## Task requirements
Rescale the records from the beginning and going on through the line with "x=137 y=132", repeating every line in full and changing only the coordinates in the answers. Multiply each coordinate by 1.25, round it to a whole number with halves going up, and stop after that line.

━━━━━━━━━━━━━━━━━━━━

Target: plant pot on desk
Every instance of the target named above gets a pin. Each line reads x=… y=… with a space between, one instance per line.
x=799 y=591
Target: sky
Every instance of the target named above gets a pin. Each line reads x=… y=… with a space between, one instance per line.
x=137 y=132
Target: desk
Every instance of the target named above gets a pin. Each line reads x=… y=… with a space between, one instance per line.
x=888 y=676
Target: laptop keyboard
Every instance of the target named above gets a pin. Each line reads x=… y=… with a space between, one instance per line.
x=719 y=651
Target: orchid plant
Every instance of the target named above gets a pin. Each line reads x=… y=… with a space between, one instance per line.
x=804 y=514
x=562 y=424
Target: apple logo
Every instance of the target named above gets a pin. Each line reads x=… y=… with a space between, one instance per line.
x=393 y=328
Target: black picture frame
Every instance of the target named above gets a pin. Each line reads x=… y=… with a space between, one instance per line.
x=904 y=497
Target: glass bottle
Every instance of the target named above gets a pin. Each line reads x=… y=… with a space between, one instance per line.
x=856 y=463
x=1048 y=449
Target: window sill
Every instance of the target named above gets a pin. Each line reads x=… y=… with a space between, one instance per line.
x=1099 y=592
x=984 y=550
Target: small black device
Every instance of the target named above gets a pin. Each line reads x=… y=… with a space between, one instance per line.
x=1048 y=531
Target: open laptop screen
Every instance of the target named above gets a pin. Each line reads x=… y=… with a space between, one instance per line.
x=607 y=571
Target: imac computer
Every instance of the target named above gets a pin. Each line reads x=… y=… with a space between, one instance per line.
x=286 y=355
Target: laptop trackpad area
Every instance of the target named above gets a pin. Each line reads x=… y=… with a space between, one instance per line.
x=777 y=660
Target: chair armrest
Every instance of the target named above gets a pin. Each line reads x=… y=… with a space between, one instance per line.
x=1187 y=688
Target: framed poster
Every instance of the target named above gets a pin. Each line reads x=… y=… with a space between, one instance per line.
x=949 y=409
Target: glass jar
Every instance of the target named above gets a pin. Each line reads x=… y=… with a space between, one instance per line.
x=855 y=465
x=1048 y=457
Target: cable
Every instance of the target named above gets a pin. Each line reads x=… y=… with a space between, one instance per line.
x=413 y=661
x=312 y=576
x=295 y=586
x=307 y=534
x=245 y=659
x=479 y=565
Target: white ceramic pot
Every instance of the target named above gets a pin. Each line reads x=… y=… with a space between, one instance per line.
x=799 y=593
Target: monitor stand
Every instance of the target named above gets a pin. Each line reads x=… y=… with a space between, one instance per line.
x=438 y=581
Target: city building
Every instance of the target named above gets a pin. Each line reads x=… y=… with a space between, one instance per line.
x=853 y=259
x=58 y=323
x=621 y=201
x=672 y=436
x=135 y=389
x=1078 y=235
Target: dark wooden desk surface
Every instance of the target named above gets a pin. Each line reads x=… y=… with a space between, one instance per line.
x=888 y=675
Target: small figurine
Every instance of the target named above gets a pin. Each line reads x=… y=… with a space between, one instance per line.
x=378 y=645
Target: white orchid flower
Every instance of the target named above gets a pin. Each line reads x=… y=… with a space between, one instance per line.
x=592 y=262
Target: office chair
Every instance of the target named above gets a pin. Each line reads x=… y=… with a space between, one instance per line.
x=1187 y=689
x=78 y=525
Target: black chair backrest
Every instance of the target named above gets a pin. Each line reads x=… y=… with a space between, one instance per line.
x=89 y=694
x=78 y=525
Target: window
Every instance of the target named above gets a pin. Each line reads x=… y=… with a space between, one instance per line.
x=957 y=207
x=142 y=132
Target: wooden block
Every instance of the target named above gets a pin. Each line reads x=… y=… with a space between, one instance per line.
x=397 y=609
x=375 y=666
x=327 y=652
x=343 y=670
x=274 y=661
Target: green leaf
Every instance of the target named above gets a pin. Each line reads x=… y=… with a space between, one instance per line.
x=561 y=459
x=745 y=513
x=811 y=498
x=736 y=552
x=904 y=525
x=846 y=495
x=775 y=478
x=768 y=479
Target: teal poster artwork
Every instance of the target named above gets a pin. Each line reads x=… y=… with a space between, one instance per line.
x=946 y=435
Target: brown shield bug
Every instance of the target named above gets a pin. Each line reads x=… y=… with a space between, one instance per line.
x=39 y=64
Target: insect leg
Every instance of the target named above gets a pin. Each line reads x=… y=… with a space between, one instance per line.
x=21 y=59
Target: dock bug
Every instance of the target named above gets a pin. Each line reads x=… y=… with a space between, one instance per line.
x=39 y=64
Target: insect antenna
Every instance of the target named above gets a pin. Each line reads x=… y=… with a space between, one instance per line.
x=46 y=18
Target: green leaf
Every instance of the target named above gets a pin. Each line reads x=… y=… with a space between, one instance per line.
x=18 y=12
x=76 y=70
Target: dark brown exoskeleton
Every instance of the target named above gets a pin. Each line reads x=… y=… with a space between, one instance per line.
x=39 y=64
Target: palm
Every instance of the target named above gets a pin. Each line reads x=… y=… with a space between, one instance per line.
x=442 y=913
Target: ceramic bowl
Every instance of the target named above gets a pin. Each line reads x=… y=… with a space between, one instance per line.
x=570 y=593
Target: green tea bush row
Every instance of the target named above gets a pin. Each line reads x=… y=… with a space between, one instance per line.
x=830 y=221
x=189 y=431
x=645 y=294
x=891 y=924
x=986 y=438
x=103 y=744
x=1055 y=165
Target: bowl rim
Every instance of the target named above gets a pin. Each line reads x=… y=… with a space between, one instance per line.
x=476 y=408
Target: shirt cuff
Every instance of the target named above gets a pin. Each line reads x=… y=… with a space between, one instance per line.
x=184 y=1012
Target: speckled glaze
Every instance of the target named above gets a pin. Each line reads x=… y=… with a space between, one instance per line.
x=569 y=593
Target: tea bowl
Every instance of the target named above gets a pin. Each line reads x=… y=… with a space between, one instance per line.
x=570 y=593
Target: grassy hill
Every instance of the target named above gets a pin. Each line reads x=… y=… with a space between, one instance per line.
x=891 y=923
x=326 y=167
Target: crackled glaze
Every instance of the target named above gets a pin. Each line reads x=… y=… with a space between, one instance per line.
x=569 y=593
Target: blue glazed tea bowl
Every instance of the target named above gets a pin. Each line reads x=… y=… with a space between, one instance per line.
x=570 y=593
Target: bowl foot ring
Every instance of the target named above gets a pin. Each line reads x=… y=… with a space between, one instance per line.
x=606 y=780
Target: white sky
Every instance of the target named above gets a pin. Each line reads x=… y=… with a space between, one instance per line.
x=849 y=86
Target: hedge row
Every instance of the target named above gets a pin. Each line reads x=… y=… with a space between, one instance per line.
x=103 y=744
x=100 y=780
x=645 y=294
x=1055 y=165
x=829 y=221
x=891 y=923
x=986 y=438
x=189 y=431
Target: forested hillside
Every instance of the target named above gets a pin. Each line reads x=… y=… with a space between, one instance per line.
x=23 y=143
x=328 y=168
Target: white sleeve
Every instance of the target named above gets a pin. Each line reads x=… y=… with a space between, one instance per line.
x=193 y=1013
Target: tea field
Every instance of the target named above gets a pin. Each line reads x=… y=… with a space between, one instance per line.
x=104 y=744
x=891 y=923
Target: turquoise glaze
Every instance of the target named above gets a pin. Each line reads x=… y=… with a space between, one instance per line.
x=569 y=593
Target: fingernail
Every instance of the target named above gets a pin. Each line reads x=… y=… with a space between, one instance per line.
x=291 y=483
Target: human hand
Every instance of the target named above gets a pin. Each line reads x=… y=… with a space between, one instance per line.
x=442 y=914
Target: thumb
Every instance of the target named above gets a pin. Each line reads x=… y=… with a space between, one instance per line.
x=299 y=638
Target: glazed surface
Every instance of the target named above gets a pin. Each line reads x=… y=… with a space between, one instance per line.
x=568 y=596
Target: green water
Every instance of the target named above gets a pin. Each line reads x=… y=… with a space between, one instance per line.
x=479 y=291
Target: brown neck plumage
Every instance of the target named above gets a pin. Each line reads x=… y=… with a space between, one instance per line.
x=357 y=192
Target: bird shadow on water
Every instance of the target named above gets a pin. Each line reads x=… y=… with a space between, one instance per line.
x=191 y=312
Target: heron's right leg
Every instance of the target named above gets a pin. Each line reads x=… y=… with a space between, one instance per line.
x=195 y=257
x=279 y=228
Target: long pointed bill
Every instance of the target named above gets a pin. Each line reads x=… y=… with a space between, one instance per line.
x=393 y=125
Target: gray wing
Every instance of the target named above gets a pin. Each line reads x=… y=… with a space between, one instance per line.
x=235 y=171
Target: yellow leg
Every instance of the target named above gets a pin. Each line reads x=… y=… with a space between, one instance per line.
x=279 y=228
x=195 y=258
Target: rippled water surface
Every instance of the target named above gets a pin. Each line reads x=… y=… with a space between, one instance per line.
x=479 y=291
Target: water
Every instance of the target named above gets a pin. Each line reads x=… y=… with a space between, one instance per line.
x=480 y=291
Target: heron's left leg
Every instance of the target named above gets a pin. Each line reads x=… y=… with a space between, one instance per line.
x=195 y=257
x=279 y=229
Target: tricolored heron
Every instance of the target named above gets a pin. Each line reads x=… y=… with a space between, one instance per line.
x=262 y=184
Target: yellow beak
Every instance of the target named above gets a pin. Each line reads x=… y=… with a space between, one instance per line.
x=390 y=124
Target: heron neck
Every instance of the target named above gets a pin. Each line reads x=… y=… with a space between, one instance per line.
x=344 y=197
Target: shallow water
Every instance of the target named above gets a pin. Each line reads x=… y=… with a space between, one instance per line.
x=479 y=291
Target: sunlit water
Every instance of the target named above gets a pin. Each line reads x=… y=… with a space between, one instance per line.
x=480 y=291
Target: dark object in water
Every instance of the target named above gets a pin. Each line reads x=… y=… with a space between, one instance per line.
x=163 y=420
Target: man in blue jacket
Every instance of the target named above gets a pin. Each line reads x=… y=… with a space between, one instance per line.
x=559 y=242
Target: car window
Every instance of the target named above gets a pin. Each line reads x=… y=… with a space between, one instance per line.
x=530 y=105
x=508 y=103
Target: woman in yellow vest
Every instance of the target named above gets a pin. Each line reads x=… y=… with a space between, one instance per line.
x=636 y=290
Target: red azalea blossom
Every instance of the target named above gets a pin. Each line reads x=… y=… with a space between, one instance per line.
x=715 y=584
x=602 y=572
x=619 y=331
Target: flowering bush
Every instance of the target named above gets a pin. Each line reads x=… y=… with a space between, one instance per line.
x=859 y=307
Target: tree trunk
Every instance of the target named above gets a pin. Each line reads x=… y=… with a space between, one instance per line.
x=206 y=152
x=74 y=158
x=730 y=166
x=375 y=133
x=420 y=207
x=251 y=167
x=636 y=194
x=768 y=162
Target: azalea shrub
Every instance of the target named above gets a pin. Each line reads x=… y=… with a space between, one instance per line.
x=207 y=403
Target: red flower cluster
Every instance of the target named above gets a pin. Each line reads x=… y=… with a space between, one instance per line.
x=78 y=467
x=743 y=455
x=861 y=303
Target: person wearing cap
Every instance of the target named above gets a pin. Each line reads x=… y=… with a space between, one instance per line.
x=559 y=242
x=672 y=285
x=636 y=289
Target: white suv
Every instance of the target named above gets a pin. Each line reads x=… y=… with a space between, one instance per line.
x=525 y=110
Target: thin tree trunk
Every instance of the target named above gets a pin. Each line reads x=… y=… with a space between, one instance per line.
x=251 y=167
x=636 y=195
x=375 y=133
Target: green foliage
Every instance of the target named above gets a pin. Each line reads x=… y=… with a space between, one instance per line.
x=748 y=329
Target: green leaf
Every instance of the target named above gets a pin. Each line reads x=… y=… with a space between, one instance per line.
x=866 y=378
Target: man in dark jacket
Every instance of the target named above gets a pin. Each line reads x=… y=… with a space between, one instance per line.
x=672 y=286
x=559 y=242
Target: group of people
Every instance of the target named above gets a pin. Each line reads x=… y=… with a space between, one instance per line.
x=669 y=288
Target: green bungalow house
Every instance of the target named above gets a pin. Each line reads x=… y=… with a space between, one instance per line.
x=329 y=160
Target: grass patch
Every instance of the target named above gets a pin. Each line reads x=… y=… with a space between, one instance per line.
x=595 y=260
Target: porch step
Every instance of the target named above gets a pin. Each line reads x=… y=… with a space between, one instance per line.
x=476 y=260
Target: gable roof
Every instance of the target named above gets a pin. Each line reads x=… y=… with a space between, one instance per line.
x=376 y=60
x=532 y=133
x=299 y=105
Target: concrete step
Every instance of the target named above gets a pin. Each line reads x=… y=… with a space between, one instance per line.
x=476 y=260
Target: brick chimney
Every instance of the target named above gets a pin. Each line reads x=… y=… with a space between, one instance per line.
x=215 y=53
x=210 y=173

━━━━━━━━━━━━━━━━━━━━

## Written response
Target: plant pot on desk
Every instance of the target named above gets a pin. Each line reads x=… y=… with a space between, one instance per line.
x=999 y=739
Target: sky
Every instance of the target named above gets a pin. Each line reads x=… y=… with a space between, one instance per line.
x=171 y=165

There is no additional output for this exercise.